---------- Source

Beyond his skills at producing lavish TV events, Halmi is a
talented photographer, documentary filmmaker and artist. When you enter his
midtown Manhattan office, it is immediately apparent where he derives his
inspiration from—books, and in particular the classics. His collection of
beautiful leather-bound first editions stand by the side of countless other
volumes on a huge bookcase that runs the length of the wall behind his desk.
And there are more books around the perimeter of the room. Perched on the top
shelf are the dozens of Emmy statuettes and other awards he has won.

Also scattered around the office are props from several of
his movies and mini-series, including the gnome from Snow White: The Fairest
of them All
and two baby dinosaurs from Dinotopia. Over the past three decades, RHI has produced a
long list of TV events, including Arabian Nights, Dreamkeeper, Don Quixote, Gypsy, The Josephine Baker Story, The Lion in Winter, Lonesome Dove, Merlin, Moby
Dick
, The Odyssey, Human Trafficking, Mitch Albom’s The Five People You Meet in
Heaven
, The Poseidon Adventure and The Ten Commandments.

--------------------

◆ **Work instructions**
1: Answer these questions about the passage on Halmi's office:
(a) What sits on the top shelf of the bookcase?
(b) Which production supplied the two baby dinosaurs?
(c) For how long has RHI been producing TV events?
2: Please give the part of the listing that opens with the line containing "[locate] the short" and closes with the line containing "Target: dirt ground" as a Markdown table with the columns Row and Line, numbering each line and leaving out blank lines.

---------- Task input

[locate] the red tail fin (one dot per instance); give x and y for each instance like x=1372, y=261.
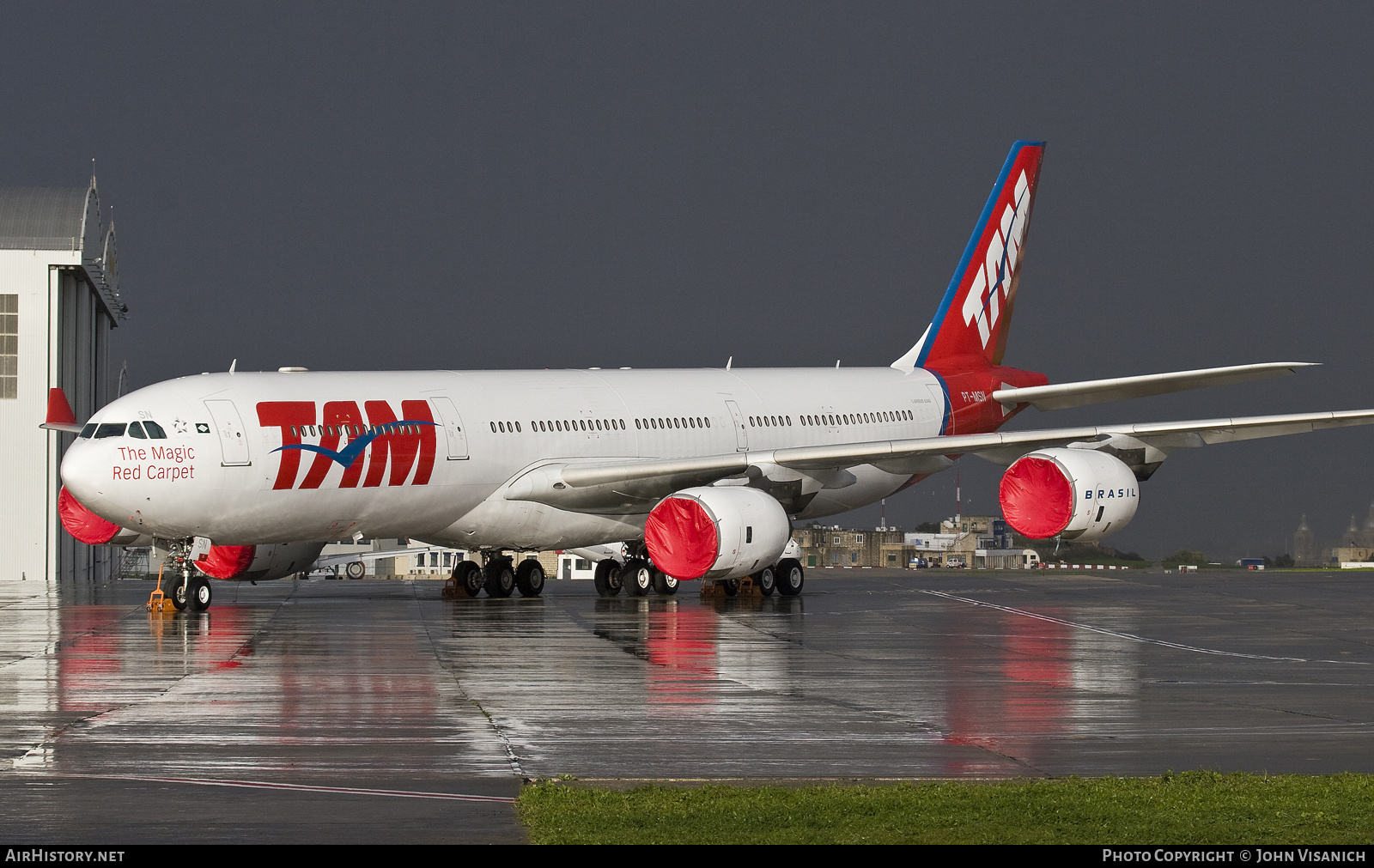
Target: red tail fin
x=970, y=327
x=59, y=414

--------------------
---------- Task input

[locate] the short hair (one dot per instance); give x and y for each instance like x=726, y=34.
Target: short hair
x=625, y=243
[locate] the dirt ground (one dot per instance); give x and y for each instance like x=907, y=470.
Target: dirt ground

--------------------
---------- Task input

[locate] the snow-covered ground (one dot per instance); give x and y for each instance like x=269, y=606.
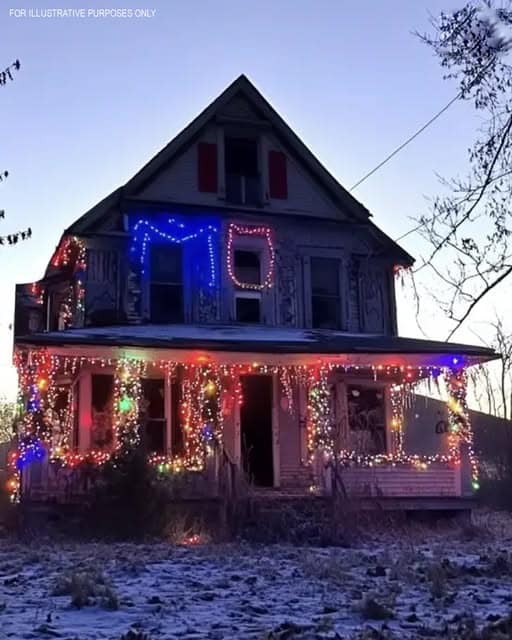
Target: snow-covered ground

--------------------

◆ **In response**
1:
(a) Dozens of Emmy statuettes and other awards he has won.
(b) Dinotopia.
(c) Over the past three decades.

2:
| Row | Line |
|---|---|
| 1 | [locate] the short hair (one dot per instance); give x and y for each instance like x=726, y=34. |
| 2 | Target: short hair |
| 3 | x=625, y=243 |
| 4 | [locate] the dirt ground (one dot per instance); give x and y for each instance like x=907, y=470. |
| 5 | Target: dirt ground |